TML: Among studies utilizing TML, the peak accuracy reached was 96.77%, achieved by Luo et al. [28] (2019) through their HSRC approach. SVM was the most prevalent algorithm, utilized in 17 studies. Zhang et al. [42] (2020) reported the highest SVM-based accuracy (96.6%) by integrating structural and functional features. However, TML performance varied significantly, with some SVM models reporting accuracies as low as 55.0% [31, 46], highlighting a high sensitivity to feature selection and preprocessing.
DL: DL techniques, particularly CNNs, pushed accuracy thresholds further. The highest overall accuracy in this review (98.06%) was achieved using a specialized MCN-ELM [25].
In head-to-head evaluations, the choice of algorithm often dictated performance. Sanchis-Segura et al. [34] (2022) compared five algorithms [linear discriminant analysis (LDA), LR, MARS, RF, and SVM] in a sex- and age-matched cohort (n = 876), finding that SVM outperformed the others with an accuracy of 90.0% when using uncorrected GM volume.
However, the assumption that DL always outperforms TML was challenged by Ebel et al. [9] (2023). In their study using the Study of Health in Pomerania (SHIP) dataset, LR (95.78%) outperformed a CNN [9]. This was attributed to the use of z-score normalization on GM voxels, suggesting that rigorous feature engineering in TML can occasionally match or exceed the automated feature extraction of DL models. This dichotomy underscores that while DL generally offers higher ceilings, TML remains highly effective when paired with optimized preprocessing.
Given that brain maturation and aging involve distinct neurobiological processes, this review assessed how ML accuracy varies across the lifespan.
Children and adolescents (under 23 years): Eight studies focused on younger populations [17, 18, 30, 32, 35, 37, 38, 46]. The highest accuracy reported was 97.3% in a large-scale study of approximately 11,000 children (aged 9–12 years) from the Adolescent Brain Cognitive Development (ABCD) study [17]. This suggests that sex-specific neuroanatomical patterns are already highly distinguishable by late childhood.

▸ TASK 1
Answer these questions from the passage on machine learning accuracy:
(a) Which algorithm was used in 17 studies?
(b) What was the highest overall accuracy in the review, and what method achieved it?
(c) About how many children took part in the study that reported 97.3% accuracy?
▸ TASK 2
Write the next part of the passage on machine learning accuracy, picking up after its last sentence.

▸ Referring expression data

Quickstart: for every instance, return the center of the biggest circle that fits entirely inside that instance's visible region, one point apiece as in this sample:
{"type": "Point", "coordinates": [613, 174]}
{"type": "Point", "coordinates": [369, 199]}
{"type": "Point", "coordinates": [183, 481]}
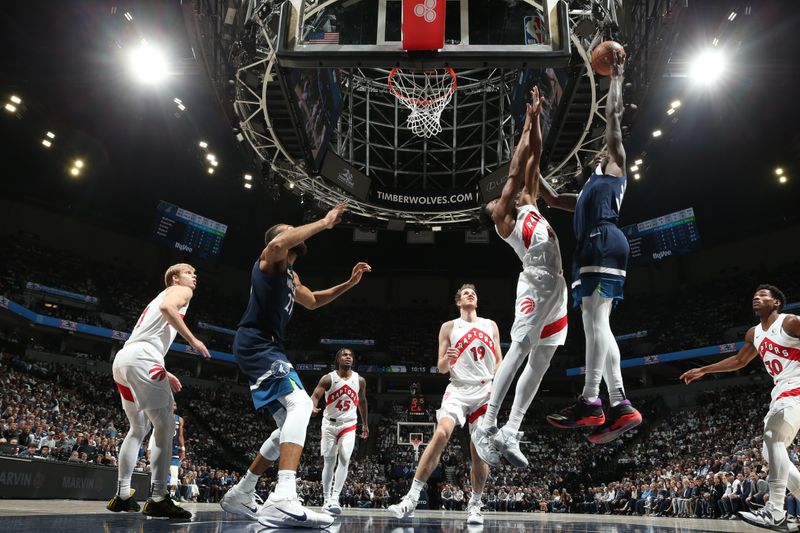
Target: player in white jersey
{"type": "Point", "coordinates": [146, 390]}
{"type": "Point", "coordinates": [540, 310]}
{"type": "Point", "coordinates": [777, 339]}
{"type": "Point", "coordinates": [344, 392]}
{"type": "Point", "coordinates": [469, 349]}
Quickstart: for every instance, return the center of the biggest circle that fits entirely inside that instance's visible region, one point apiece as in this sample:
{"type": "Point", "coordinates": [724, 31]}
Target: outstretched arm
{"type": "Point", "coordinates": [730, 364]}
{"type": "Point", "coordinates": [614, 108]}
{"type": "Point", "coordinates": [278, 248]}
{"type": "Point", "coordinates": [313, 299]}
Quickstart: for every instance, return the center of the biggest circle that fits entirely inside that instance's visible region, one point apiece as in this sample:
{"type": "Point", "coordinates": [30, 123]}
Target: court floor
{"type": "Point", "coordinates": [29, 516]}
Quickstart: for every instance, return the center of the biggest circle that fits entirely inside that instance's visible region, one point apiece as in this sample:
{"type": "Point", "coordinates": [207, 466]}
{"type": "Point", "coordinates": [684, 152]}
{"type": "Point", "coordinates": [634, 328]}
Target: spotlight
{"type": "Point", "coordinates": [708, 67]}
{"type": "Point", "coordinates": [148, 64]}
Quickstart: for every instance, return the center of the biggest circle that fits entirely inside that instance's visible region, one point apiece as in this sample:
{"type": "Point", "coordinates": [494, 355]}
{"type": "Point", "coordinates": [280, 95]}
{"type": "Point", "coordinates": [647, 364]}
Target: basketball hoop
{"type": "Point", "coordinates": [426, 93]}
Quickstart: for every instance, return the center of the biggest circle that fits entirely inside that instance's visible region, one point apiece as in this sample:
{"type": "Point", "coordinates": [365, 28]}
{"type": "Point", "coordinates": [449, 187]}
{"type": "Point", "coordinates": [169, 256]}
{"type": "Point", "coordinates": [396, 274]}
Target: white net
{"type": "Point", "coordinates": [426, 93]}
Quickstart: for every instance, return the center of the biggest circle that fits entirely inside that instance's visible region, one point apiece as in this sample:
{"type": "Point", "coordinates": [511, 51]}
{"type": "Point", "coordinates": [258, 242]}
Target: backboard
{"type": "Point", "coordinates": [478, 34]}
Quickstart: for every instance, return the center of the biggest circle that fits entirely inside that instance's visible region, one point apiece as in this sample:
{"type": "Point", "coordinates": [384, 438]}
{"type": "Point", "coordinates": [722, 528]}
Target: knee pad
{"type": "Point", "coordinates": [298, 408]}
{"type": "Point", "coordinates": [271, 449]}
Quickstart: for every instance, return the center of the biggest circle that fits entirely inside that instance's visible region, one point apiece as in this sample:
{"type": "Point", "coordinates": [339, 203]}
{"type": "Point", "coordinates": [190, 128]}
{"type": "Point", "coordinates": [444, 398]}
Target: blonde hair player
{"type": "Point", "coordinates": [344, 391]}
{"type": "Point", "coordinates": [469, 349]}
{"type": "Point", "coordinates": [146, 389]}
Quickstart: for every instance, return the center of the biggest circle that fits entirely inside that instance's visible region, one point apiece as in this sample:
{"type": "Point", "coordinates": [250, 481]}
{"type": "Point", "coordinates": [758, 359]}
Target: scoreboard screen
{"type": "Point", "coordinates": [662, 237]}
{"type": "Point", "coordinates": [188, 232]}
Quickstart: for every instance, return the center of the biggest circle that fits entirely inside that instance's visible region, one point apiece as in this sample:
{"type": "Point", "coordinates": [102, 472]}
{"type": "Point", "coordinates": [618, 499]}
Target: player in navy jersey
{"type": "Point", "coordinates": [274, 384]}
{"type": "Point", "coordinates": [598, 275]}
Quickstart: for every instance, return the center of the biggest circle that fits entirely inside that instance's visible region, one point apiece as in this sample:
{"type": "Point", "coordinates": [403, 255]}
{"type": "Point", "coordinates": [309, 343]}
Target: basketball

▸ ANSWER AREA 1
(a) SVM.
(b) 98.06%, achieved with a specialized MCN-ELM.
(c) About 11,000 children, aged 9–12 years.

▸ ANSWER AREA 2
Young adults (20–37 years): This demographic was the most frequently studied, with 17 investigations primarily utilizing the HCP dataset [9, 16, 19, 21, 22, 24, 25, 28, 29, 33, 34, 36, 40, 41, 43, 45, 46]. The review’s peak accuracy of 98.06% was achieved within this group using a DL architecture, suggesting that the early adult brain may represent the “pinnacle” of sexual dimorphism in neuroimaging features [25].
Lifespan and older adults (14–90 years): Six studies examined broader age ranges to capture aging effects [9, 21, 26, 41, 42, 47]. The highest accuracy in these heterogeneous samples was 95.78%, achieved through the SHIP cohort [9]. The slightly lower ceiling in lifespan studies compared to young adult cohorts may reflect the increased inter-individual variability and cortical atrophy associated with aging, which can obscure sex-specific features.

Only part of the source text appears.